▸ Entries shown:
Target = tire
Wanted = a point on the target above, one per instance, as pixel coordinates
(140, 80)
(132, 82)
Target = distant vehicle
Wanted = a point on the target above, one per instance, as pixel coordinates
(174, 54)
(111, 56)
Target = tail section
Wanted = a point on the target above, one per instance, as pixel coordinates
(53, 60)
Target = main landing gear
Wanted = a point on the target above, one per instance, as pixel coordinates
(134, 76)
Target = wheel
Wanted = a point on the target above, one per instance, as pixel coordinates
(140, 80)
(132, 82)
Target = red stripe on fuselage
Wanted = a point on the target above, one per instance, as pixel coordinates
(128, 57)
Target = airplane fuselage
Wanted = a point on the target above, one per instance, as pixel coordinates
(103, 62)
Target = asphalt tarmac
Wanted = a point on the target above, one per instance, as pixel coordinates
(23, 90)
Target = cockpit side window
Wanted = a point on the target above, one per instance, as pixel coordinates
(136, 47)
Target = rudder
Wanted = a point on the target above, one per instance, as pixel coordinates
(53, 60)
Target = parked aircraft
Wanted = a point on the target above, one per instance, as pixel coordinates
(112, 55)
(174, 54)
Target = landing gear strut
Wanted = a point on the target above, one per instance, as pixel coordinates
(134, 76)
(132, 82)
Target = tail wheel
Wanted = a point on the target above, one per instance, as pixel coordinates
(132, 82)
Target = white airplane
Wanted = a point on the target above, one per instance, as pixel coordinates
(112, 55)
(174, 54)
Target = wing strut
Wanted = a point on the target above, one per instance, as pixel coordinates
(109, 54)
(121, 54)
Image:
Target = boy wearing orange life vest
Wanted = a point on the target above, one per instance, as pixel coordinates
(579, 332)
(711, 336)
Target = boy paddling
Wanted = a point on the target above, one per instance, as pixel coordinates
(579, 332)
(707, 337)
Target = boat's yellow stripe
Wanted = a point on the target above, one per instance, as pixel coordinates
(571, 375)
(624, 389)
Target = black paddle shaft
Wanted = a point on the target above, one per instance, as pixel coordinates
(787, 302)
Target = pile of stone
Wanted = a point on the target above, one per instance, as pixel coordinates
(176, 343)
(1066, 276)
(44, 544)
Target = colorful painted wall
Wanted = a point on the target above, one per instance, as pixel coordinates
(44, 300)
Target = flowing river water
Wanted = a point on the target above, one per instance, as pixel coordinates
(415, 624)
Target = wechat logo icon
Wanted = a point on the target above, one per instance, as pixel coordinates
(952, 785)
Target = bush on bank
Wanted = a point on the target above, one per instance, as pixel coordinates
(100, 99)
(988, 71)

▸ Task to complete:
Retype the rows from the line containing "Target = flowing river water" through the end of the rows, keeping each line identical.

▸ Output of the task:
Target = flowing river water
Wanted = a point on the target above, one per instance, as pixel coordinates
(415, 624)
Target = wechat logo icon
Wanted = a point on the target above, one per instance, as pixel coordinates
(952, 785)
Target = bush on bank
Wanted = a point on the target above, one per instance, as pixel coordinates
(100, 99)
(988, 71)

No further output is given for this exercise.